**Tarea asignada 1:** Muestra cada línea de los registros en la que aparezca la cadena "dark", distinguiendo entre mayúsculas y minúsculas.

**Fragmento del texto:**
Viernes, 18 de agosto de 2006 | Hoy
HOMENAJES
Es difícil distinguir entre la vida y la obra de Josephine Baker, realidad y ficción se entrelazan en una continua performance que revolucionó tanto la escena del music hall como los escenarios políticos por los que transitó, siempre denunciando la discriminación y el imperialismo. A cien años del nacimiento de la Venus Negra, no sólo París le rinde homenaje.
Por Felisa Pinto
Este es el año del centenario de Josephine Baker y ante sus infinitas piernas morenas es necesario rendirse en su honor. Vedette atípica al tiempo que mujer comprometida no solamente con su arte, sino con todas las causas justas que el mundo le propuso en su camino, desde la antidiscriminación racial hasta su militancia en la Resistencia Francesa -cuando se transformó en la teniente Baker de las fuerzas francesas libres que el general de Gaulle tomó en cuenta para condecorarla–, ella siempre opuso su bello cuerpo y su mente alerta a la injusticia bajo todas sus formas. Ya en 1927, decía la propia Josephine: “En verdad soy célebre, mi cabeza y mis muslos están en todas partes y sin prejuzgar digo que el cielo me ha dado ‘muslos inteligentes’. Cumplo muy bien con mi contrato en el escenario pero ¿cumplo con el de la vida, con ese contrato que me está asignado en alguna parte, mi contrato de ser humano? La pregunta me aprieta el corazón”. ¿Cómo no rendirse entonces ante ella como lo hace París?

**Datos proporcionados:**

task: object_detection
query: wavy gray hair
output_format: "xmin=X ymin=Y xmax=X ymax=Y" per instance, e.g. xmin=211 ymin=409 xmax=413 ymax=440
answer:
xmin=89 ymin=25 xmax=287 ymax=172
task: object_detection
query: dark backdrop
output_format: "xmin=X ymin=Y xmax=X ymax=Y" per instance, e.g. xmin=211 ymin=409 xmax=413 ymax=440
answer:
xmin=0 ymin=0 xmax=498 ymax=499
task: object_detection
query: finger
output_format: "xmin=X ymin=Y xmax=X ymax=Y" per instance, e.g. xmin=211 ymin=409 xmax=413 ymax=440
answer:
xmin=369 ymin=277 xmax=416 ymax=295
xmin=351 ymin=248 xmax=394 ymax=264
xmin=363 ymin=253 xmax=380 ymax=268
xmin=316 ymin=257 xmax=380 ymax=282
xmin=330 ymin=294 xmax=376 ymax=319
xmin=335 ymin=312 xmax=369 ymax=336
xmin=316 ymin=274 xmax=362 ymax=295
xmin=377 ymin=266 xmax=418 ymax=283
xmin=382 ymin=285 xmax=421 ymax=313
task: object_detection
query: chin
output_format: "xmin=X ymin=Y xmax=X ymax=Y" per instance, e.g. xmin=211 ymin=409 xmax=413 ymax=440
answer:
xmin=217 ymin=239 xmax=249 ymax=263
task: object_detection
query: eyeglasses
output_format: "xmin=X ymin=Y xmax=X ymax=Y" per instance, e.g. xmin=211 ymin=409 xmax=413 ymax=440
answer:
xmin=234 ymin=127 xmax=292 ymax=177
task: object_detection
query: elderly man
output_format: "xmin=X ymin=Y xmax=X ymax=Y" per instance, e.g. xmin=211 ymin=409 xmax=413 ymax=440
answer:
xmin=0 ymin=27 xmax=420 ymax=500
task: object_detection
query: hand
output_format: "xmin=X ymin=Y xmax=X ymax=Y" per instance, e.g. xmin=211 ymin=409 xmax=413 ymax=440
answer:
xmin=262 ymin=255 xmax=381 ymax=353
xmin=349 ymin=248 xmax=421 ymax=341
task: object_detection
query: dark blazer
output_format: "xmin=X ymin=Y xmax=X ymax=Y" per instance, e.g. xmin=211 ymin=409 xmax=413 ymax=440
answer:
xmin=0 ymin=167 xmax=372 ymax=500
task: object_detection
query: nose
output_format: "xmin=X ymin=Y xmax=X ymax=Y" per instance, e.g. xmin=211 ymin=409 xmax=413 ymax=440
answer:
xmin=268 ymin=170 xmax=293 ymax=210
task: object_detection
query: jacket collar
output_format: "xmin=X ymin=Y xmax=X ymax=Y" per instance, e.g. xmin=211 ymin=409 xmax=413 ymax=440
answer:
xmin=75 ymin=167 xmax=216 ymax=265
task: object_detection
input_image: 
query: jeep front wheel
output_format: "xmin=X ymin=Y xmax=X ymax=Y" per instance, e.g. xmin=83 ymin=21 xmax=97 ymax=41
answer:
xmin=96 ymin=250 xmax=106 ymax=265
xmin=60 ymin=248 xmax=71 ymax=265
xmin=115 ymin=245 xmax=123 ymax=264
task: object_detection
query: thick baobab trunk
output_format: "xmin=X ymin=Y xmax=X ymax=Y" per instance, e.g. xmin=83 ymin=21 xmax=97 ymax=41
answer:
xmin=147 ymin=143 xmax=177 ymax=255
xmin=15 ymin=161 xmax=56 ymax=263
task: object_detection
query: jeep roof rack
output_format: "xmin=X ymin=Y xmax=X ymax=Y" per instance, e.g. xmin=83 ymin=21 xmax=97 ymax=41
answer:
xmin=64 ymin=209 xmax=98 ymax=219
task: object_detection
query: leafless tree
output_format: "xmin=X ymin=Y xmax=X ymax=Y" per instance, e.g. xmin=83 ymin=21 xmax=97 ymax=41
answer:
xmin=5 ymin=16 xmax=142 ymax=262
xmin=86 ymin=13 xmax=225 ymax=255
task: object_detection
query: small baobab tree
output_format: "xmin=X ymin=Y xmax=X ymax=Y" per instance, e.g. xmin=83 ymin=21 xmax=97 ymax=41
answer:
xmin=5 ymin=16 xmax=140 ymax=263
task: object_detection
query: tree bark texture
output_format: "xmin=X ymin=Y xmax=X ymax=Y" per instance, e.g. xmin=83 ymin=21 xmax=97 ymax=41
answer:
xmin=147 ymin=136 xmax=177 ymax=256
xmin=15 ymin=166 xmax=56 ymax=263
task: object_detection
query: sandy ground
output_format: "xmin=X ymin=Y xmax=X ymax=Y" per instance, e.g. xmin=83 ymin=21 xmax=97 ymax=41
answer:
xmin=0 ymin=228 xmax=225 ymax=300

**Tarea asignada 2:** Reproduce el pasaje del texto sobre Josephine Baker que comienza en "Viernes, 18 de" y termina en "le rinde homenaje.", reemplazando "Venus Negra" por "Perla Negra".

**Respuesta correcta 1:**
query: dark backdrop
query: dark blazer

**Respuesta correcta 2:**
Viernes, 18 de agosto de 2006 | Hoy
HOMENAJES
Es difícil distinguir entre la vida y la obra de Josephine Baker, realidad y ficción se entrelazan en una continua performance que revolucionó tanto la escena del music hall como los escenarios políticos por los que transitó, siempre denunciando la discriminación y el imperialismo. A cien años del nacimiento de la Perla Negra, no sólo París le rinde homenaje.